YOUR GOAL |
Extend the discussion of atypical autism below by writing what comes next after its last sentence, the closing line of the quoted definition.
GIVEN PASSAGE below:
Researchers have found that Atypical Autism is a meaningful separate entity to classical Autism. It’s meant to be used to diagnose people that show no signs of Autism until when they are meant to speak (around the age of 3). Such individuals have severe receptive language disorders.

I’ve have always wondered how relevant it is to lump such people under the Autism label. How distinct a group does one need to be to be considered separate? How different do different groups need to feel before they are separated? Perhaps I’m being pessimistic, but I have often wondered whether things are grouped together for funding purposes.

(via micesacle)

That’s interesting because I’ve heard the exact opposite. That on cognitive tests, autistic people and Asperger people score quite differently in their areas of strength.  (And that among autistic people there’s no meaningful distinctions in the same tests even between what are normally considered different functioning levels.)

And also that when they test the diagnostic reliability of autism, Asperger’s, and PDDNOS, that the autism/AS line is quite clear. But that PDDNOS has the least reliability among diagnoses on the autism spectrum. PDDNOS is what atypical autism is called under the DSM-IV. 

You’re actually only listing one of the definitions of atypical autism, and not all of them. Like PDDNOS, atypical autism is not a “thing”, but a collection of things that aren’t really closely related to each other at all, but that represent very different things. Here is the exact definition of atypical autism:

“A pervasive developmental disorder that differs from autism in terms either of age of onset or of failure to fulfil all three sets of diagnostic criteria. Thus, abnormal and/or impaired development becomes manifest for the first time only after age 3 years; and/or there are insufficient demonstrable abnormalities in one or two of the three areas of psychopathology required for the diagnosis of autism (namely, reciprocal social interactions, communication, and restrictive, stereotyped, repetitive behaviour) in spite of characteristic abnormalities in the other area(s). Atypical autism arises most often in profoundly retarded individuals whose very low level of functioning provides little scope for exhibition of the specific deviant behaviours required for the diagnosis of autism; it also occurs in individuals with a severe specific developmental disorder of receptive language. Atypical autism thus constitutes a meaningfully separate condition from autism.”
End of GIVEN PASSAGE.
RECORDS below:
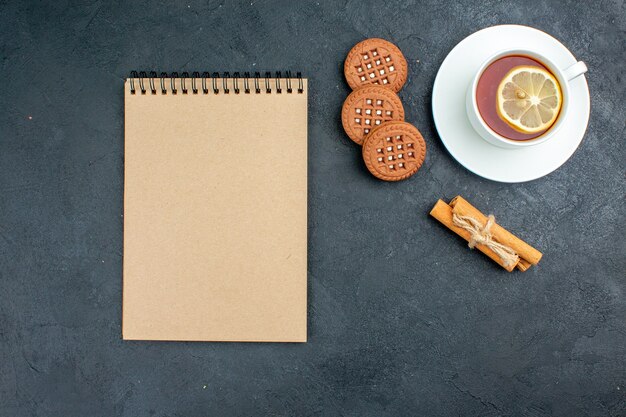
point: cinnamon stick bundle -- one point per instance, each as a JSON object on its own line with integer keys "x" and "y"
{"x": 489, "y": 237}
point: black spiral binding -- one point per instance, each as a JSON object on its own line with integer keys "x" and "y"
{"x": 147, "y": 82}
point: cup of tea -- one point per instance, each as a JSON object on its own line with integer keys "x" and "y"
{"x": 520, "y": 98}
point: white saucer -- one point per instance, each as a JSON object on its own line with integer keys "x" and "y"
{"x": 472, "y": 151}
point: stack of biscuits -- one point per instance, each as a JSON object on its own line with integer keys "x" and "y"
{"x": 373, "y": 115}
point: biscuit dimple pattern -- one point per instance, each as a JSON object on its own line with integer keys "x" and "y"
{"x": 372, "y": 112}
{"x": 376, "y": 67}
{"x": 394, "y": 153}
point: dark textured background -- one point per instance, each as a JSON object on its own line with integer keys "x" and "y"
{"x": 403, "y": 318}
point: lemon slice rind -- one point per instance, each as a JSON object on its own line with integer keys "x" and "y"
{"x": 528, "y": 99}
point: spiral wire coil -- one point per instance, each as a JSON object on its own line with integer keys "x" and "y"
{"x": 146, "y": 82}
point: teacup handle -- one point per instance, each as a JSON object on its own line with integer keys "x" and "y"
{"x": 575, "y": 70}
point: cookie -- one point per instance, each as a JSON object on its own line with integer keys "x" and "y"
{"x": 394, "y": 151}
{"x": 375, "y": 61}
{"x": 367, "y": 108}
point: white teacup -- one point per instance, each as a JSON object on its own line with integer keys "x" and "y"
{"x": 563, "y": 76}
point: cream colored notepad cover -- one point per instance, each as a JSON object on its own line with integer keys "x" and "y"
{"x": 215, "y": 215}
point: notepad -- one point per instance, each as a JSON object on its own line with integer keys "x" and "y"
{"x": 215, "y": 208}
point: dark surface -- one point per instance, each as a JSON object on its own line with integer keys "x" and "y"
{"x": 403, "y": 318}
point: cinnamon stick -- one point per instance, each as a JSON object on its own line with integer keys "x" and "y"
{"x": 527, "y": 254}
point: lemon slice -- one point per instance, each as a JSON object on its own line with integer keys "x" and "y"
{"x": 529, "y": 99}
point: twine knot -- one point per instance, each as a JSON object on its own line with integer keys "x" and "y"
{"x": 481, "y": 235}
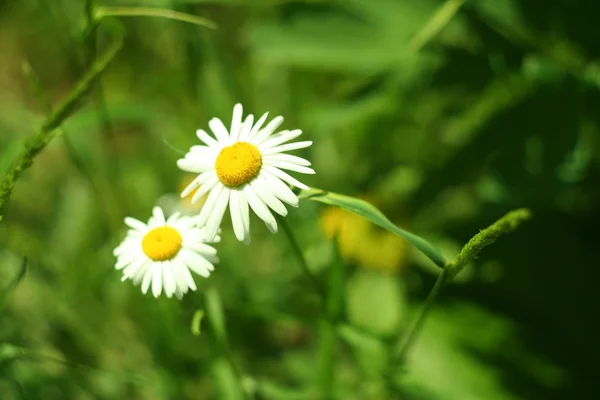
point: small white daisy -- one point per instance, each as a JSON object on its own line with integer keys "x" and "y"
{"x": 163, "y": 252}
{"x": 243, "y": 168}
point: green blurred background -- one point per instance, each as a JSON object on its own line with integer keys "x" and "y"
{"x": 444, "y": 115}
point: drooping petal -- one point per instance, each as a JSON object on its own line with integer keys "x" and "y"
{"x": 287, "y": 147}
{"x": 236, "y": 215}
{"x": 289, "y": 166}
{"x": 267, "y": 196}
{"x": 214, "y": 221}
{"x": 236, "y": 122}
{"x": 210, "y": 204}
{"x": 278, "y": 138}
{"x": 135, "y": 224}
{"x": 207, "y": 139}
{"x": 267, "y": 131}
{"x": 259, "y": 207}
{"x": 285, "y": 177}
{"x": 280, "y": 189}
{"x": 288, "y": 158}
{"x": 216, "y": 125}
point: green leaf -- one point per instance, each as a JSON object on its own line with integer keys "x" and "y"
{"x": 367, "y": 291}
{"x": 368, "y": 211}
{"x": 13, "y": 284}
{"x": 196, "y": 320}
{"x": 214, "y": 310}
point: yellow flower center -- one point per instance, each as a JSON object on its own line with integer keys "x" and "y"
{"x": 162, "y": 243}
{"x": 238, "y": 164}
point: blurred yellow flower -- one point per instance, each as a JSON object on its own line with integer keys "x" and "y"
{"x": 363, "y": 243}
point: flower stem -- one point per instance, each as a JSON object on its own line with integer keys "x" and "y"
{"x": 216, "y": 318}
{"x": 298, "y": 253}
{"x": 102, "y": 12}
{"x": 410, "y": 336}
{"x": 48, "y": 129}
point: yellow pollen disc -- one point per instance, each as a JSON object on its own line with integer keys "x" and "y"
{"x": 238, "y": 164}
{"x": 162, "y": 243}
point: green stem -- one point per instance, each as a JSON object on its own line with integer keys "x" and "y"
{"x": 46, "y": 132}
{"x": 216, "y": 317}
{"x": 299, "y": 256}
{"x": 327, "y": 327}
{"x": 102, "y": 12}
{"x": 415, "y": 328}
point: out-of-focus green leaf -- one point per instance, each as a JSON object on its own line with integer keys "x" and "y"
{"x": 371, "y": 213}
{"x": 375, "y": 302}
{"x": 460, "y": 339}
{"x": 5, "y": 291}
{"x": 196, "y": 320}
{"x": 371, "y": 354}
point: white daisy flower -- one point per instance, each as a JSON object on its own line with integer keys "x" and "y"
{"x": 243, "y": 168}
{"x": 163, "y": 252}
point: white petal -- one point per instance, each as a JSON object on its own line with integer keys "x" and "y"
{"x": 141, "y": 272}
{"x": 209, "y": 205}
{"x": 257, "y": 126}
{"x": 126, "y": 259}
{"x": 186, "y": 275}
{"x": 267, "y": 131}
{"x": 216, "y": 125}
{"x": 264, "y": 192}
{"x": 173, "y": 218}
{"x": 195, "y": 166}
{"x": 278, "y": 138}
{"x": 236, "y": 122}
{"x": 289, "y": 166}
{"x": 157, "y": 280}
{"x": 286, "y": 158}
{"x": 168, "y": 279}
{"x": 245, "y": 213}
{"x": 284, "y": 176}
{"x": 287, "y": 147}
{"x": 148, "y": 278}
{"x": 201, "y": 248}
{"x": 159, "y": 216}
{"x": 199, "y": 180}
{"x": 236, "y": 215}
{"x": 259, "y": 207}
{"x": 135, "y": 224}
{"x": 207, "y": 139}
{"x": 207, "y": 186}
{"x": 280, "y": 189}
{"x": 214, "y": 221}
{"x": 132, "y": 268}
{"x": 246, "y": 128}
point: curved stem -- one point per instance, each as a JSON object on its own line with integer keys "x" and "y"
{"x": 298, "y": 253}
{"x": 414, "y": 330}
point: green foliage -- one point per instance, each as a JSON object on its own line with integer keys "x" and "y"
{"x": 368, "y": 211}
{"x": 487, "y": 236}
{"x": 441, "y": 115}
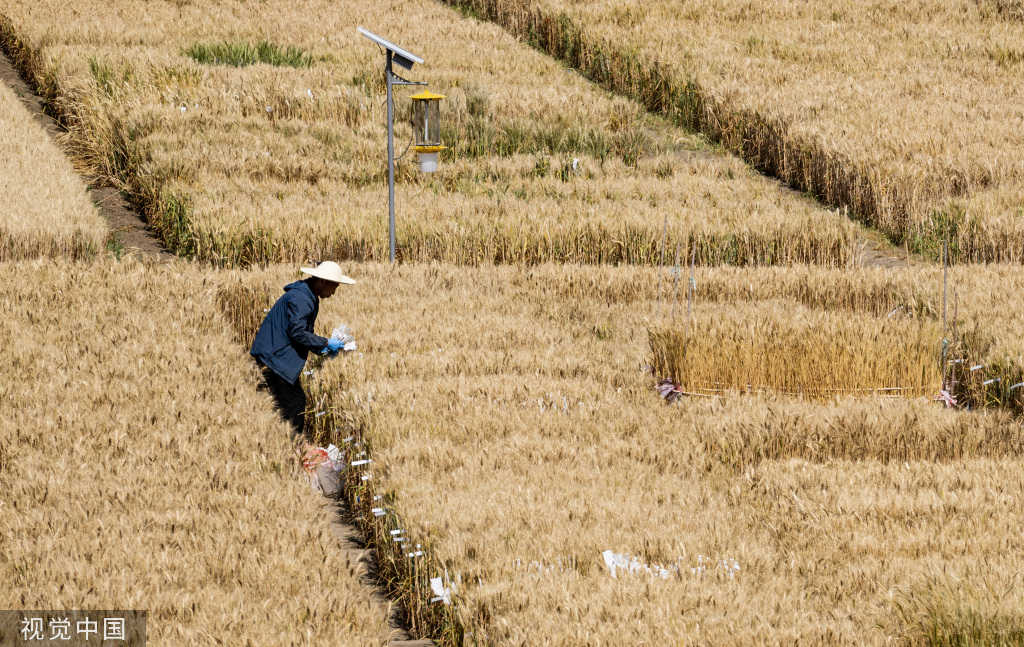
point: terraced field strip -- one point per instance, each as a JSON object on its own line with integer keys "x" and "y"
End of RECORDS.
EXERCISE ANSWER |
So actually the most common use of atypical autism is not the one you mentioned, but rather when people have another condition that makes it impossible to display enough autistic traits for a diagnosis.  I have personally known several people in that position, usually diagnosed also with CP or an intellectual disability.  It’s also used for people whose traits aren’t considered extreme enough for an autism or AS diagnosis, and also in the circumstances you mentioned, and lots of other circumstances. 

I agree that some version of PDDNOS or atypical autism as a diagnostic category is vital though. Less because doctors can agree when to diagnose it (they can’t), or because it’s a specific thing that’s meaningfully separate from autism (it isn’t always either of those things), and more because of the new diagnostic criteria.  They completely leave in the dust most people with a current diagnosis of PDDNOS/atypical autism, in the zillion different forms it takes. And they will be moving some people (including some people with severe problems that require autism services) off the spectrum entirely, who would still more than qualify for a PDDNOS/atypical autism diagnosis.

The loss of PDDNOS/atypical autism is thus way more disturbing to me than the loss of Asperger’s:  It eliminates people who clearly have some form of autism but don’t fit exact criteria. NOS/atypical diagnoses are very important in every category for that exact reason:  conditions never have clear boundaries and there’s always people who have something but don’t quite meet official criteria.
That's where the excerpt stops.